═══ Extrait choisi ═══

Rapports des cantons sur les familles

A l’occasion de l’élaboration du troisième rapport de la Confédération sur les familles, un tour d’horizon systématique des rapports cantonaux sur les familles a été réalisé pour la première fois. L’objectif était de déterminer l’influence de ces rapports sur les politiques familiales 
cantonales et de comparer les approches de la Confédération et des cantons dans ce domaine.
Heidi Stutz
  |  15 décembre 2017
    Recherche et statistique
  • Egalité
  • Famille

Le troisième rapport de la Confédération sur les familles (Rapport sur les familles 2017) contient notamment une synthèse des rapports sur les familles, des lignes directrices et des concepts élaborés dans les cantons. Ce tour d’horizon systématique analyse l’influence des rapports sur la politique familiale et compare les appréciations qu’y formulent les cantons avec l’état des lieux de la politique familiale dressé par la Confédération en 2015 (Politique de la famille 2015).

Pour le compte de l’Office fédéral des assurances sociales (OFAS), le bureau BASS a examiné 35 rapports, lignes directrices ou concepts relatifs aux familles établis entre 2004 et 2016 par 21 cantons. Ces documents, d’une longueur allant de 2 à 202 pages, décrivent de manière plus ou moins détaillée la situation du moment et les mesures adoptées dans le domaine de la politique familiale (voir tableau T1). Pour déterminer l’état d’avancement de ces mesures, le bureau BASS a interrogé les délégués cantonaux aux questions familiales1.

Dans 19 cantons, les rapports comprennent une analyse de la situation des familles, et dans quatre d’entre eux, cette analyse se fonde sur une enquête auprès de celles-ci. Ils sont 18 à examiner leur politique familiale et un nombre similaire à identifier les interventions nécessaires, à définir des objectifs, à formuler des stratégies et des principes directeurs, et à prévoir des mesures. Un seul canton définit des objectifs mesurables et trois contrôlent la mise en œuvre et l’efficacité des mesures mises en place.

═══

## Exercices à résoudre
1. D'après l'extrait sur les rapports cantonaux consacrés aux familles, combien de cantons définissent des objectifs mesurables ?
2. Poursuivez, s'il vous plaît, l'extrait sur les rapports cantonaux consacrés aux familles à la suite de sa dernière phrase.

═══ Liste des données ═══

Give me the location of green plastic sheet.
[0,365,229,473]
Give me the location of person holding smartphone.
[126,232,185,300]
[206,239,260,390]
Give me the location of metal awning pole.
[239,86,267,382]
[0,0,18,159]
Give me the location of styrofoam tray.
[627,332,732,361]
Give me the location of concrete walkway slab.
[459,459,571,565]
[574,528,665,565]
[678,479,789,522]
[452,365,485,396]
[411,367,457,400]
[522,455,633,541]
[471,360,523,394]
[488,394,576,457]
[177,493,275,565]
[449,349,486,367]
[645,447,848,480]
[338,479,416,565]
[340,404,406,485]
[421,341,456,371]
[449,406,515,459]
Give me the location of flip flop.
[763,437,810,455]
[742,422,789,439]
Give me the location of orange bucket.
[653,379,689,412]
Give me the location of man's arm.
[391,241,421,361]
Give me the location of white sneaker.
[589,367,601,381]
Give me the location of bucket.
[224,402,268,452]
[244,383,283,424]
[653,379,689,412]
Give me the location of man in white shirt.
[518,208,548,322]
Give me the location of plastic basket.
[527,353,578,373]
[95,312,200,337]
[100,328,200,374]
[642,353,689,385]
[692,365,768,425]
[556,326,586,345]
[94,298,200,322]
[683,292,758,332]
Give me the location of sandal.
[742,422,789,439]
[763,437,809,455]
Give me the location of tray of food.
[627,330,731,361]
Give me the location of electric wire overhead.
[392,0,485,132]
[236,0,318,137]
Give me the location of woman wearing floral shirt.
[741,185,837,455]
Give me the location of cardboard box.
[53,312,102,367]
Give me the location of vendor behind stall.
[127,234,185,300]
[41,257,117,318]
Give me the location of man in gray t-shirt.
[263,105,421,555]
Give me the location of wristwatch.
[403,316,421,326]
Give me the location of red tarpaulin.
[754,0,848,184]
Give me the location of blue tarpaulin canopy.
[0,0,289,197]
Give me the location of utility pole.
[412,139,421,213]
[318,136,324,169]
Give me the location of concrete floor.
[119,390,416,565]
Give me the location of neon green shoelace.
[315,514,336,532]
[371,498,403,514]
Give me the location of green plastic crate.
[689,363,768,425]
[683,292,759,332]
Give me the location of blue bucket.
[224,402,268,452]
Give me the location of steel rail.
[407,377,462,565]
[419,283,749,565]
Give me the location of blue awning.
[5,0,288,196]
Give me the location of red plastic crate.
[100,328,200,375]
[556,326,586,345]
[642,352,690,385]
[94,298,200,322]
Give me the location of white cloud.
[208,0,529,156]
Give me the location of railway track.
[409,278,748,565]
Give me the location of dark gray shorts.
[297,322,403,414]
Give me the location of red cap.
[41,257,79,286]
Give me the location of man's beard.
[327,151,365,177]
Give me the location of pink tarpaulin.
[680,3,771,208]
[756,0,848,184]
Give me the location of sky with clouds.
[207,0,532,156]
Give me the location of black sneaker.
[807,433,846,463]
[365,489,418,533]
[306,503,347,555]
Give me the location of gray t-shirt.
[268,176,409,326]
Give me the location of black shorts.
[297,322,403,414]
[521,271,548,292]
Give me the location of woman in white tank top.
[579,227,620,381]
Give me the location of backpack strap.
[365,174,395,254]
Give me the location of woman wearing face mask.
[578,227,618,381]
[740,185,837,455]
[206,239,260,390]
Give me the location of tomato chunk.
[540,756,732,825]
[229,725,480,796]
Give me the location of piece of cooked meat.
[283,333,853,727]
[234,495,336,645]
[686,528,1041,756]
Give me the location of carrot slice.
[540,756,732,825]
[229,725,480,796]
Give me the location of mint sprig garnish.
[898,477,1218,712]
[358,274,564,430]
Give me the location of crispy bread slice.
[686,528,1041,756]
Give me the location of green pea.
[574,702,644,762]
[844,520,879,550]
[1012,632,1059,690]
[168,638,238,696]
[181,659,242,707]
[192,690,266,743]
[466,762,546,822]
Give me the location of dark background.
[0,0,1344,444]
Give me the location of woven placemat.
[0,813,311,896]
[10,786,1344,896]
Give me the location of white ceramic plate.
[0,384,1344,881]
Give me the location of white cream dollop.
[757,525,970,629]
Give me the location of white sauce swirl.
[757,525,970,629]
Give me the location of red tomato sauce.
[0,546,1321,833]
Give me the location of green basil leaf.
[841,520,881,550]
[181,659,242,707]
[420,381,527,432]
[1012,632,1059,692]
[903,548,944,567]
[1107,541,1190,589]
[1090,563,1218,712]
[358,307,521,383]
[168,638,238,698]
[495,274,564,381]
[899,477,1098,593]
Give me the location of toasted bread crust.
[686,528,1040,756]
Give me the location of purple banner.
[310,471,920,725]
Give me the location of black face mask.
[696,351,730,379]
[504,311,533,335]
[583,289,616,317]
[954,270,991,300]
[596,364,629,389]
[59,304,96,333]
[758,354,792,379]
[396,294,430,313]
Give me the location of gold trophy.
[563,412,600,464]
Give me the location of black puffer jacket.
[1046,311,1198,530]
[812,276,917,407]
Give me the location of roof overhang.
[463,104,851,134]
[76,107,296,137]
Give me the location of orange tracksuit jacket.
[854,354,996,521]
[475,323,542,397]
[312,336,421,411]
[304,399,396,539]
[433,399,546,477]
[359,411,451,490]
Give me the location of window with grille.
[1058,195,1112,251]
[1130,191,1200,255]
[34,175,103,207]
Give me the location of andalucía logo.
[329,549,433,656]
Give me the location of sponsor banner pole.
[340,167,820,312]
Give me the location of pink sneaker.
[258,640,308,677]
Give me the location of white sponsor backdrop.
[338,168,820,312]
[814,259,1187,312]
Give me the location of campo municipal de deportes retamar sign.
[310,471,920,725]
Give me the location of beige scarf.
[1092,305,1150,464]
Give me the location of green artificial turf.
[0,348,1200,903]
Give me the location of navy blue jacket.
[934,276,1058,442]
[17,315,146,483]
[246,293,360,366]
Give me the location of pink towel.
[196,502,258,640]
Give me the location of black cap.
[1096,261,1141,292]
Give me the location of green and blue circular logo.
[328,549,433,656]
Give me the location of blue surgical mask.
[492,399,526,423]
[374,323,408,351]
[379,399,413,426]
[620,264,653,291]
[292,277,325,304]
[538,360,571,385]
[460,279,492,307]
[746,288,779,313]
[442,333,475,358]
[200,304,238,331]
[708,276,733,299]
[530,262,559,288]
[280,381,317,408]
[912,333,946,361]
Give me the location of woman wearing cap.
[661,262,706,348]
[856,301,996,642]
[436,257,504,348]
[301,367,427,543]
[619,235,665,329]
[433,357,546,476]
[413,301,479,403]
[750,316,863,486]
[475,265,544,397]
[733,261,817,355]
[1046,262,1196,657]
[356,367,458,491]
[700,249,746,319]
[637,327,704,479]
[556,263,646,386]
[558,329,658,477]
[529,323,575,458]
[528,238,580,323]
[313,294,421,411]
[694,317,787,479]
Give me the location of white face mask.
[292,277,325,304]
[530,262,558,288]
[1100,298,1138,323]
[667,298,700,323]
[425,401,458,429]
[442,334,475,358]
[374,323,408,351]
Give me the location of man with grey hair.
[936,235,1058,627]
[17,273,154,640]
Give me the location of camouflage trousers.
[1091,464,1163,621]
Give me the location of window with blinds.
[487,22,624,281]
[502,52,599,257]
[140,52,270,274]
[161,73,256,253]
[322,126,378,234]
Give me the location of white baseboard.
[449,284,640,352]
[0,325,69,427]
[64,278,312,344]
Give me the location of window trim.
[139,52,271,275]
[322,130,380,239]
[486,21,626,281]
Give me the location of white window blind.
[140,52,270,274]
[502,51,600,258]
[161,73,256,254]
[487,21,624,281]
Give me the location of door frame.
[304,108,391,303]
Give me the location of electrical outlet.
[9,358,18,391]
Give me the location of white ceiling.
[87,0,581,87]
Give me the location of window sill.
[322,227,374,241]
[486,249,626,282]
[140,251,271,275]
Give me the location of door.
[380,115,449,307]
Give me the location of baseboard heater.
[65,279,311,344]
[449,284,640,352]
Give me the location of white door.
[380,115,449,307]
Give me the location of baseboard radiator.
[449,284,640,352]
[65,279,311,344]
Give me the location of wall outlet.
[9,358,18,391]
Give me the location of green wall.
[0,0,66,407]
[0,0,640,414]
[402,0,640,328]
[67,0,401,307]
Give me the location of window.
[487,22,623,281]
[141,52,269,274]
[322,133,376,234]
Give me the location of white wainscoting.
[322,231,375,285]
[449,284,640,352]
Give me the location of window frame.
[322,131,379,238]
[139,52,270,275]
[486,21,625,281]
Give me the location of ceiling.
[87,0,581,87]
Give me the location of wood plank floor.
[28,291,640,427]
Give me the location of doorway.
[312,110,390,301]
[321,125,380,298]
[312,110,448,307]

═══

## Réponses par exercice
1. Un seul canton.

2.
Les cantons peuvent être classés en cinq groupes selon le degré de détail et la continuité dans le temps de leurs rapports (voir graphique G1) :

  • cantons dont les rapports sur les familles sont détaillés et présentent une certaine continuité (BE, BL, BS, OW, SO, TI et VD) ;
  • cantons dont les rapports sur les familles sont relativement récents (AR, JU, GL, TG et ZG) ;
  • cantons dont les derniers rapports sur les familles sont relativement anciens (AG, FR, GR, LU, SH et UR) ;
  • cantons dont les rapports sur les familles ne couvrent qu’un champ thématique restreint (GE, NE et SG) ;
  • cantons n’ayant pas rédigé de rapport sur les familles (AI, NW, SZ, VS et ZH).

A l’origine de l’élaboration des analyses de situation, des lignes directrices et des concepts se trouvaient soit les gouvernements soit les parlements cantonaux, dans une proportion semblable. Quel que soit l’auteur des documents, c’est en général le gouvernement, en qualité de mandant, qui les a approuvés. Le processus d’élaboration diffère selon le canton et le type de document : les analyses de situation sont généralement rédigées avec l’aide de mandataires externes, tandis que l’élaboration de lignes directrices ou de plans d’action suppose en général une implication plus importante des cantons.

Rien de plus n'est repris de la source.